* _MATERIAL FOR THE TASK_
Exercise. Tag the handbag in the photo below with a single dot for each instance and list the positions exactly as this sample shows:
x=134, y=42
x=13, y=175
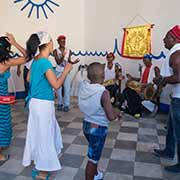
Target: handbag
x=9, y=99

* _TASK ITEM_
Would you reproduce the lines above exactly, without carrying over the pictures?

* _RESPONSE_
Exercise. Tag the handbag in the photo below with a single dot for each instance and list the positions exactly as this sample shows:
x=134, y=42
x=13, y=175
Target: handbag
x=9, y=99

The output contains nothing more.